Prosze o porade jak ustawic? Skad mozna sie dowiedziec jakiej wersji kernala sie uzywa? Pamietam, ze jest taka komenda uname -r ale to chyba dziala tylko z wlaczonego systemu.

----------

## dylon

 *zygikuleczka wrote:*   

> Jestem o krok dalej...ale nadal nie jest to w pelni wlaczone czy jak kolega raczyl okreslic pierwszy boot. Dostaje takie cos...http://zapodaj.net/69b03fa00f4d.png.html
> 
> Prosze o porade jak ustawic? Skad mozna sie dowiedziec jakiej wersji kernala sie uzywa? Pamietam, ze jest taka komenda uname -r ale to chyba dziala tylko z wlaczonego systemu.

 

- grub jasno mowi jakiego pliku nie widzi, ale to dlaczego go nie widzi, juz takie jasne moze nie byc  :Smile:  Najpierw sprawdz czy taki plik "kernel-genkernel-x86-2.6.31-gentoo-r6" faktycznie jest w /boot

- wersje kernela sprawdzisz (bez dzialajacego systemu) np. poprzez nazwy plikow znajdujacych sie w /boot. Jesli tego nie masz to znaczy, ze... nie masz kernela  :Razz: 

Najlepiej olej genkernela i skompiluj sobie sam. To naprawde nie jest tak trudne jak niektorzy sugeruja  :Smile:  - wystarczy kilka/kilkanascie minut poczytac (nawet sam menuconfig ma malego helpa).

- upewnij sie co do obslugi dyskow twardych. W dzisiejszych kernelach raczej bedziesz mial je nazwane sdX niz hdX

----------

## zygikuleczka

No faktycznie nie mam tego pliczku w /boot, zeby skompilowac musze powtorzyc cala instalacje?
____________________
*Zadania do wykonania*.
(1) Sprawdź, czy poniższe stwierdzenia zgadzają się z wątkiem o kernelu. Przy każdym odpowiedz „tak” lub „nie” i zacytuj rozstrzygające słowa wątku.
(a) dylon radzi zrezygnować z genkernela i skompilować kernel samodzielnie.
(b) W dzisiejszych kernelach dyski twarde są zwykle nazywane hdX.
(c) zygikuleczka znajduje wskazany plik w katalogu /boot.
(2) Przeredaguj zwięźlej akapit wątku o kernelu zaczynający się od słów „Najlepiej olej genkernela” i zachowaj jego najważniejsze informacje.
(3) Podejmij wątek o kernelu od miejsca, w którym się kończy, i napisz jego dalszy ciąg.

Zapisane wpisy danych
____________________
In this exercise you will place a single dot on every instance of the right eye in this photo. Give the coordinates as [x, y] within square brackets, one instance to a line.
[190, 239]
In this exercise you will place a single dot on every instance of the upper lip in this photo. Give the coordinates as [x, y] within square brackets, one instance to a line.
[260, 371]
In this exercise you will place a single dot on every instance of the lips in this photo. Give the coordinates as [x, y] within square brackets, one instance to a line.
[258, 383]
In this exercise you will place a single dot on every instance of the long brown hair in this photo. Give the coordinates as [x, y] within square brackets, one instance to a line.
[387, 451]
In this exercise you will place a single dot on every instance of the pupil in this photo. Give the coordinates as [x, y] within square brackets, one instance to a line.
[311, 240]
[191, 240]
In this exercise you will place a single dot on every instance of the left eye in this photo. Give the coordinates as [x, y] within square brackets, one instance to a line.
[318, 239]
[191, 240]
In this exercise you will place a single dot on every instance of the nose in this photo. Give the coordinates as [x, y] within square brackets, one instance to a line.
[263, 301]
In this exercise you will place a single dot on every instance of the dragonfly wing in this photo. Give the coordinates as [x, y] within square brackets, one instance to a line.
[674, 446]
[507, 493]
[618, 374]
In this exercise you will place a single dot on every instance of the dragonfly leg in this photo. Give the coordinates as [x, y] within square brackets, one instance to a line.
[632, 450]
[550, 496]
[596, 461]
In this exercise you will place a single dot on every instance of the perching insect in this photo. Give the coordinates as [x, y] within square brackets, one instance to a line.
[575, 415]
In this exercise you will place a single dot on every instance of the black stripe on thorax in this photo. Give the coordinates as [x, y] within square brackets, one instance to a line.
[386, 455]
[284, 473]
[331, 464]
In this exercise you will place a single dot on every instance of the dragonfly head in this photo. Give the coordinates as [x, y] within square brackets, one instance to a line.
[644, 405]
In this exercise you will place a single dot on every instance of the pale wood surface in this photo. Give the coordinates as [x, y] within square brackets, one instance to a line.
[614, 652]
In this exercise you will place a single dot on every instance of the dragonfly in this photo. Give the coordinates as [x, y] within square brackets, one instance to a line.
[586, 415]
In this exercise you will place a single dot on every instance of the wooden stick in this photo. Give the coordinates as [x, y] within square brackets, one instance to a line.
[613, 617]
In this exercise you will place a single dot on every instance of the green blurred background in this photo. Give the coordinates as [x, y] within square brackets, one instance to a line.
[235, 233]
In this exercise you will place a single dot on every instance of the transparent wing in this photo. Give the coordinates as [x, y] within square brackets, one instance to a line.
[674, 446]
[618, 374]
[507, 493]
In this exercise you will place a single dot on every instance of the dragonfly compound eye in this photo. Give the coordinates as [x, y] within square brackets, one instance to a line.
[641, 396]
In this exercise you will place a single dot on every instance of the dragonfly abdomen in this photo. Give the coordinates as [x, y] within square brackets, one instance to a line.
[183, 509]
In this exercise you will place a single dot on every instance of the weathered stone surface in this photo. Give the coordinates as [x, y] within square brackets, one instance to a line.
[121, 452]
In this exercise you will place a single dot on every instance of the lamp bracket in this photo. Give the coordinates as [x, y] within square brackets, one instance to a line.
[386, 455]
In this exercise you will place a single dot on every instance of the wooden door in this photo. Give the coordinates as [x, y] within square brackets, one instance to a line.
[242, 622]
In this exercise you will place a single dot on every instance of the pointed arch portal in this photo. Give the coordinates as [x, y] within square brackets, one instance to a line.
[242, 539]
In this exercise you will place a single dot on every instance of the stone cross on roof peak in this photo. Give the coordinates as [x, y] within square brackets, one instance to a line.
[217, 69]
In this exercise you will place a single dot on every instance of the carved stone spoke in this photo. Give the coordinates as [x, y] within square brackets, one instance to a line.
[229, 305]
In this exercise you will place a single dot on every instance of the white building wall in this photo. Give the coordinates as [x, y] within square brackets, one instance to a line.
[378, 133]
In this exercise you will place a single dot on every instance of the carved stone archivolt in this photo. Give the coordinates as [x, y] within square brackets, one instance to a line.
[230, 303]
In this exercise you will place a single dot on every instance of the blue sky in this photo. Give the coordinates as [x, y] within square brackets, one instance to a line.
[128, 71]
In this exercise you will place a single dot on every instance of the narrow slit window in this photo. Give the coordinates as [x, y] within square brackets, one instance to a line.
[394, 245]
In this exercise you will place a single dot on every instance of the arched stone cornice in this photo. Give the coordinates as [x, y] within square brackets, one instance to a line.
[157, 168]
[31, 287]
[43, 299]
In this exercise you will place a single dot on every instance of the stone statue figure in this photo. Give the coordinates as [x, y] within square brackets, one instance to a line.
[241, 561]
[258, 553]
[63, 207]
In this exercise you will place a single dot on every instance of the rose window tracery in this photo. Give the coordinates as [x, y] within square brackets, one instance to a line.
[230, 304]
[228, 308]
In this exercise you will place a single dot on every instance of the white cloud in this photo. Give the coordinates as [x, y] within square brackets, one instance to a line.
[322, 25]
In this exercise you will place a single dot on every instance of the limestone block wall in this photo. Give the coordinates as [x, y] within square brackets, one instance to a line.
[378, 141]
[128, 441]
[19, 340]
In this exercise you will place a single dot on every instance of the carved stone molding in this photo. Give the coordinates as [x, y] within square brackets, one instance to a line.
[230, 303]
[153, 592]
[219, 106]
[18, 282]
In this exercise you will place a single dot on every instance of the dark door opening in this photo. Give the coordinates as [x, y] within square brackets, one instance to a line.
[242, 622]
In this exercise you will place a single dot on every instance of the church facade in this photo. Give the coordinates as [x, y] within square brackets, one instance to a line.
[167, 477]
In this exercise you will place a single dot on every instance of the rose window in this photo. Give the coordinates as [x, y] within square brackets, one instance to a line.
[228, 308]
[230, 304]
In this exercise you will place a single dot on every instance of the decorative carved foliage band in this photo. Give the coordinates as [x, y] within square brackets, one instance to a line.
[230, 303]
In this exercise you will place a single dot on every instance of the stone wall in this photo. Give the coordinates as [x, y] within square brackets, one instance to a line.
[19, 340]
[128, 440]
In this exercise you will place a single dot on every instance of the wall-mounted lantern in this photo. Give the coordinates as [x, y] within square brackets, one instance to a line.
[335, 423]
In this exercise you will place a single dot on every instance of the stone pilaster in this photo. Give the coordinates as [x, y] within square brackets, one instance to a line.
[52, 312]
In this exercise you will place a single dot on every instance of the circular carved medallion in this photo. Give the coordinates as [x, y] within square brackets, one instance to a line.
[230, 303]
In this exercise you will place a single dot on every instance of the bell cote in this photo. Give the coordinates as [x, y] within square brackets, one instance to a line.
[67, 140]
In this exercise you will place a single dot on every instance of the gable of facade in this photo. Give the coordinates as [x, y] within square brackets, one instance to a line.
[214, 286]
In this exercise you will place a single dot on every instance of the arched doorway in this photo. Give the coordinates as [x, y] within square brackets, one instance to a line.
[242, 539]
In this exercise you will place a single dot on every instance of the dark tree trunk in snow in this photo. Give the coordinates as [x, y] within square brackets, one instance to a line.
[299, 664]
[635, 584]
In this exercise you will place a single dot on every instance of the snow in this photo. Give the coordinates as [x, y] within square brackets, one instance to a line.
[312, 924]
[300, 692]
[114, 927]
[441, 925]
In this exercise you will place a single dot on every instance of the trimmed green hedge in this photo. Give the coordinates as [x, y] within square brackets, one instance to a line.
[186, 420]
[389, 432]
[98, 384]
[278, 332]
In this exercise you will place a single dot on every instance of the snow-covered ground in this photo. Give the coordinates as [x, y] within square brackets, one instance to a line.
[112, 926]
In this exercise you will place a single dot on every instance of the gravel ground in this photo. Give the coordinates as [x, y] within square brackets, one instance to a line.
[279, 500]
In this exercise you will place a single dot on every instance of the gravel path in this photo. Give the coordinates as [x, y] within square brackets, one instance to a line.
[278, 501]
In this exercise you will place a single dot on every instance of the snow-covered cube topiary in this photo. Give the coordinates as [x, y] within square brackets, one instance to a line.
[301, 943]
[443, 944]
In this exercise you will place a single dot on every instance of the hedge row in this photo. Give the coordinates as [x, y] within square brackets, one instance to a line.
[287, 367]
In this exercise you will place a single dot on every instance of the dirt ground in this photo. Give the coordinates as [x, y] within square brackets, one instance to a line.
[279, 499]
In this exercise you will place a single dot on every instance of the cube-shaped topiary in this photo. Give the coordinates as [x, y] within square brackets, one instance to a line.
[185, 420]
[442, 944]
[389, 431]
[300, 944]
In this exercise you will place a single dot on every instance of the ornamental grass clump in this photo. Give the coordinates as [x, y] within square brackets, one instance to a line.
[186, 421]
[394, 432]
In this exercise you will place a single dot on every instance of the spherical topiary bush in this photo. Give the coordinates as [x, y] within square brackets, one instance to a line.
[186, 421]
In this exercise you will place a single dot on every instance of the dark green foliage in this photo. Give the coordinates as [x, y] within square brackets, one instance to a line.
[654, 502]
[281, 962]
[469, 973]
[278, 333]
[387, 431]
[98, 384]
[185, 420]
____________________
*Odpowiedzi*.
(1)
(a) Tak: „Najlepiej olej genkernela i skompiluj sobie sam.”
(b) Nie: „W dzisiejszych kernelach raczej bedziesz mial je nazwane sdX niz hdX”.
(c) Nie: „No faktycznie nie mam tego pliczku w /boot”.

(2) Zamiast genkernela lepiej samodzielnie skompilować kernel. Nie jest to tak trudne, jak twierdzą niektórzy: wystarczy kilka lub kilkanaście minut lektury, a sam menuconfig ma krótką pomoc.

(3)
----------

## SlashBeast

 *zygikuleczka wrote:*   

> No faktycznie nie mam tego pliczku w /boot, zeby skompilowac musze powtorzyc cala instalacje?

 

@dylon: Jakby przeczytal *normalny* handbook, nie zadawal by takich durnych pytan jak to, ktore wlasnie cytuje.

----------

## dylon

 *SlashBeast wrote:*   

> 
> 
> @dylon: Jakby przeczytal *normalny* handbook, nie zadawal by takich durnych pytan jak to, ktore wlasnie cytuje.

 

W quickinstall tez widze linijke "Install a kernel source (usually gentoo-sources), configure it, compile it and copy the arch/i386/boot/bzImage  file to /boot. " , wiec nie chodzi tu o to z jakiego zrodla korzystal tylko o magiczne "jakby przeczytal"  :Smile: 

----------

## tanasz

Wracając do tematu, proponuję po prostu po pojawieniu się GRUB> wpisać nazwę jajka i wystartuje. a po starcie grub.conf napisać.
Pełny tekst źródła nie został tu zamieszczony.